REQUIREMENT — Scan the lines below for the string "above". Reply with how many match, and no other words.

Top of EXCERPTED RECORDS

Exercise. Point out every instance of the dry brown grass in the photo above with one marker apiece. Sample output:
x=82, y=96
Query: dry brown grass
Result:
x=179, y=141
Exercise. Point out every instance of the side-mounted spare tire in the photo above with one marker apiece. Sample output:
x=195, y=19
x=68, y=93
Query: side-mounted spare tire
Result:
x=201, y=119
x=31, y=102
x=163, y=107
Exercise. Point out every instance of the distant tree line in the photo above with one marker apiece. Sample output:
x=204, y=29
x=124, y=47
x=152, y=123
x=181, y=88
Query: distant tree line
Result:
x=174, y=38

Bottom of EXCERPTED RECORDS

RESPONSE — 3